TASK OBJECTIVE
Continue the piece on Couturier's shots and ice time from the point where it ends.

EXTRACT TO READ
---

While he’d been stuck in an offensive drought for a while, that game marked the point where everything really fell off for him. You could see it in his ice time — before that Pittsburgh game, he had only played less than 14:54 of ice time once; beginning with that game, he wouldn’t top that mark again at any point in the next eight games.

In turn, his offensive problems stopped being just luck- and shooting-related and started also being production-related. Beginning around the time of that one series of games, his shot numbers would plummet, bottoming out in late March in a game against the Islanders.

Fortunately, things picked up a bit in the season’s final month. In the game following THAT contest, he would pick up an assist against Boston, and it appeared that was all that Laviolette needed to see, as his ice time would continue to increase fairly steadily the rest of the season beyond that. (That point also began a stretch of seven points in 15 games for Couturier, helping him end the season on a pretty good note despite spending a lot of time alongside Adam Hall and Jay Rosehill.)

So let’s sum all of that up, then. Marking the important dates there, here are Couturier’s 10-game rolling averages for shots on goal per game:

Couturiershots_medium

And here they are for his average ice time and shifts per game:

Couturiericetime_medium

You can sort of see how the lines in both of those graphs fall off a bit after the first and second vertical lines, and bottom out at/go back up after the third one.

---

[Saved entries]
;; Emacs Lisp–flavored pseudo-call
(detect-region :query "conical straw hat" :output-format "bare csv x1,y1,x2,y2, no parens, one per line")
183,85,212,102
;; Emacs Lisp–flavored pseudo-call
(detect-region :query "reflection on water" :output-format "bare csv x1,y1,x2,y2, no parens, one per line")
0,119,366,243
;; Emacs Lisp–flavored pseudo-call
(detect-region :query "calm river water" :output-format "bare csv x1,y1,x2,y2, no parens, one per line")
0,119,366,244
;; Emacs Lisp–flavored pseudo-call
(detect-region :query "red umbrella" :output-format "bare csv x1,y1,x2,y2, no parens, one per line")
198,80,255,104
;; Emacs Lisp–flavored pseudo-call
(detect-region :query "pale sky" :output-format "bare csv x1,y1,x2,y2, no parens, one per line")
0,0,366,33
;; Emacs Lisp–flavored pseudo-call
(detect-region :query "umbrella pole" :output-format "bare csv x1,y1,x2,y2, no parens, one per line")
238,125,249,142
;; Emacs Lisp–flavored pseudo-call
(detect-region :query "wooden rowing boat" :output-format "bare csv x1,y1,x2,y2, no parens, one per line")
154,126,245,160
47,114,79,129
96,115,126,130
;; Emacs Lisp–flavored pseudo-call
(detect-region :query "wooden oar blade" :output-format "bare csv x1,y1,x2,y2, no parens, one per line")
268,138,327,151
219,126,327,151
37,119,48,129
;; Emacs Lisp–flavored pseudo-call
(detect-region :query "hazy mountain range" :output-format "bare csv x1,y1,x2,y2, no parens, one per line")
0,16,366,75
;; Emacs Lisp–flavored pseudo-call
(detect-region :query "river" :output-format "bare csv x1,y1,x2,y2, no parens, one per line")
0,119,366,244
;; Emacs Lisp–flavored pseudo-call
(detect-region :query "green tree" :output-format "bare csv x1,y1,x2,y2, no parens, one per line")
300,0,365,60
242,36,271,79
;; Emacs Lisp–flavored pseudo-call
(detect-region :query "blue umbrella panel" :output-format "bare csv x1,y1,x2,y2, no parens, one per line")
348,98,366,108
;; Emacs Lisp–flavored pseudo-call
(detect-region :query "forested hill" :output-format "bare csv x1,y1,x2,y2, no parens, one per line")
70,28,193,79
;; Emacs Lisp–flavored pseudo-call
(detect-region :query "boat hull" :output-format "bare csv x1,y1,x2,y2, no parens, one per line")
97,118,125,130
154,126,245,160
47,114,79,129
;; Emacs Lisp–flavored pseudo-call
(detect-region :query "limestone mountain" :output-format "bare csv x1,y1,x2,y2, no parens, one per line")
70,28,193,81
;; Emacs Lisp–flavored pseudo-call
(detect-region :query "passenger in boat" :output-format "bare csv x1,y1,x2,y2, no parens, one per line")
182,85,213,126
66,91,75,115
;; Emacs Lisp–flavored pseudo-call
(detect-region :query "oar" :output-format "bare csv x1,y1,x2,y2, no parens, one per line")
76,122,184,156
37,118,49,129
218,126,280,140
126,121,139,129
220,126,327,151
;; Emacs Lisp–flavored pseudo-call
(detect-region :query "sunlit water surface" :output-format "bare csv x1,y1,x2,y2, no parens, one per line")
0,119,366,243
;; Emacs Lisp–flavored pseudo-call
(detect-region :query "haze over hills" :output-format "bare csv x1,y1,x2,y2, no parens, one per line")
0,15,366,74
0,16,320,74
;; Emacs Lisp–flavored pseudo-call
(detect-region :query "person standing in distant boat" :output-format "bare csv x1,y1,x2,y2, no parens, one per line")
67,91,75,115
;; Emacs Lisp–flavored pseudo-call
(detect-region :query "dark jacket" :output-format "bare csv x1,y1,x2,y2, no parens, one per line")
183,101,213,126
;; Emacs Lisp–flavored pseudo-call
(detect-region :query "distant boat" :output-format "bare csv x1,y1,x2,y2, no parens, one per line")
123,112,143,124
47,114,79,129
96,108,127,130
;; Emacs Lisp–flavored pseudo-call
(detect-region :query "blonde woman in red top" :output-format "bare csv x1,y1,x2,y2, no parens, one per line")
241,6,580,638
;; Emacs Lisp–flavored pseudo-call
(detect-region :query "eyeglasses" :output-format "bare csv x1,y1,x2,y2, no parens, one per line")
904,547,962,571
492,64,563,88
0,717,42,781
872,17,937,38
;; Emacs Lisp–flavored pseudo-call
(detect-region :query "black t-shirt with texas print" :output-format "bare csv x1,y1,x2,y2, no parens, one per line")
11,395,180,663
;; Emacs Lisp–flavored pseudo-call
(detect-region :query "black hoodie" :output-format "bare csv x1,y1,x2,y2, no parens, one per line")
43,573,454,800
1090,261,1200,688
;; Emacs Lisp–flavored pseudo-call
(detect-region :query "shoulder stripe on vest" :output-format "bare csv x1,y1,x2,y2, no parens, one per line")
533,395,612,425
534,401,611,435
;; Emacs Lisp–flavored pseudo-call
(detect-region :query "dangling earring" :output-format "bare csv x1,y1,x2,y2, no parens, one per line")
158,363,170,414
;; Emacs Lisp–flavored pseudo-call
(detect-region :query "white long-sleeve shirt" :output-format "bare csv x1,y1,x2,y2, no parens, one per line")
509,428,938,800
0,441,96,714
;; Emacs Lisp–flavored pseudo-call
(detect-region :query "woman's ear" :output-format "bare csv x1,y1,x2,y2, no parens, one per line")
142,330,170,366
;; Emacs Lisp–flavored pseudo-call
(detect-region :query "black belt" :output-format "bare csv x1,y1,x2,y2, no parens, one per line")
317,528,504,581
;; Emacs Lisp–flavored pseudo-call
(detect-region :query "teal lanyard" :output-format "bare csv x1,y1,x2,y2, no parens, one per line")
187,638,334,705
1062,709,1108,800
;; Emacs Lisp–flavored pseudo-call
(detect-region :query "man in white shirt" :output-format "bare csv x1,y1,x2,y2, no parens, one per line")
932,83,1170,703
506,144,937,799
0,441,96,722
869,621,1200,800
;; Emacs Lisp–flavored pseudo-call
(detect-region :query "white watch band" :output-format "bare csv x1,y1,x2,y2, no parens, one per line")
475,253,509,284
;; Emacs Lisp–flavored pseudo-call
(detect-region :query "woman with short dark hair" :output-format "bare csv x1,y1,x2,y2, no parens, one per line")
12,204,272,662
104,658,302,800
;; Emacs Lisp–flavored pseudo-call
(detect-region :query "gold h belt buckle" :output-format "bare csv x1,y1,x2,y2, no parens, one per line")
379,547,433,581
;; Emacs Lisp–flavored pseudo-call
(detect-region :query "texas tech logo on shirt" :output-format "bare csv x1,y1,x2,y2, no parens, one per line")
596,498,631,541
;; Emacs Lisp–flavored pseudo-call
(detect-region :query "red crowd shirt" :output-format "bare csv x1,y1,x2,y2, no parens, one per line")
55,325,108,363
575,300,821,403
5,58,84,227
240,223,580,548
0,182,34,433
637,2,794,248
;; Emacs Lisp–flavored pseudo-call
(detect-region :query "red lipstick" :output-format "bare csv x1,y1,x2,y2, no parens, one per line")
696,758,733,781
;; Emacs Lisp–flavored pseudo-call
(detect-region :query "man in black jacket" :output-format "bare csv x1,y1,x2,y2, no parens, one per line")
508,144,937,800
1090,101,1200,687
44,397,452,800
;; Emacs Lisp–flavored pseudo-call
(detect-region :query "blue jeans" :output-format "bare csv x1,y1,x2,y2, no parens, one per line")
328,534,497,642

---

TASK OUTPUT
Essentially — and here’s what the problem boils down to — Laviolette would tend to make some fairly kneejerk decisions when it came to Couturier, whether it involved giving him less ice time (returning from the flu to be placed on the fourth line, getting benched after the bad Pittsburgh game) or giving him more (i.e. deciding he was worth top-9 minutes again immediately after breaking his scoring slump — not that I necessarily have a problem with that, but the thought process troubles me a bit). And if you look at both of those, his drop in ice time almost perfectly coincided with his drop in shots on net. The guy’s not gonna get chances if he doesn’t play.

***

So the moral out of all of this is pretty much just “patience”, isn’t it? It became fairly evident once he hit his rough patch that people’s expectations of him were probably too high this year, likely based in no small part on his success against Pittsburgh in last year’s postseason. He’s still just 20 and is learning a lot on both sides of the ice, and a little bit of patience (and a little less kneejerkishness) on the part of the coaching staff would go a long way with him.

Couturier’s shown he can put up points when surrounded by decent linemates, as guys like Voracek and Read and Simmonds can attest to. He’s shown he can at least get shots to the net when put with guys who are maybe a step down from that, like Talbot or Gagne. And yes, he does a fantastic job of controlling play and possession despite facing some of the toughest defensive situations among forwards in the NHL.

Even if almost nothing changes from this year to next, and the same maddening patterns of playing time and linemates continue next year, we can probably expect a bump in his scoring rates solely on the basis of his crappy luck this year. But if Laviolette and company want to try keeping his minutes fairly steady, surrounding him with some fairly competent two-way forwards, and not reacting too much in either direction to the good or the bad that may come of it, his scoring numbers should reflect that and he’ll be fine.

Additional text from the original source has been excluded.